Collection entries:
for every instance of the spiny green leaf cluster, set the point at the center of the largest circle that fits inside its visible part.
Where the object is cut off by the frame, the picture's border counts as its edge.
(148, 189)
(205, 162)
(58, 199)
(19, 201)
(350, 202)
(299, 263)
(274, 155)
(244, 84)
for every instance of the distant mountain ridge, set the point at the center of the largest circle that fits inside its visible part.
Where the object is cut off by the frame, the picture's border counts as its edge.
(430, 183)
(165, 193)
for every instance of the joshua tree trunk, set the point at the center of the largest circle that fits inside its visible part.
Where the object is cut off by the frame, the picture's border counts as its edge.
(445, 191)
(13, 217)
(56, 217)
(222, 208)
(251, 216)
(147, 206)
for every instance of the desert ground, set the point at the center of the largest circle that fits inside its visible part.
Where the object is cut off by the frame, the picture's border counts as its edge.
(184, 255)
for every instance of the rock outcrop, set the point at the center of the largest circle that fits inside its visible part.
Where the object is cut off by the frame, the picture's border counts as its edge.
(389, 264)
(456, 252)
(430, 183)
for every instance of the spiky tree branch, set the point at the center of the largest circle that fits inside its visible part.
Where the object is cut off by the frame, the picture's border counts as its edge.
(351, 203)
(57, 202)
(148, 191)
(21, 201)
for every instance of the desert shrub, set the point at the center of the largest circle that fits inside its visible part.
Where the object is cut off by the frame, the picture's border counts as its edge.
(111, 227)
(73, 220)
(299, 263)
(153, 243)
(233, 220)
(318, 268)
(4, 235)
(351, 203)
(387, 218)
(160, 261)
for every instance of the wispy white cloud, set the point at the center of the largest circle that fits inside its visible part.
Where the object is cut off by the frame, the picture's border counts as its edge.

▸ What to work on: Exactly how many lines of the records include "tree"? Provide the number by itself.

▸ Response: 2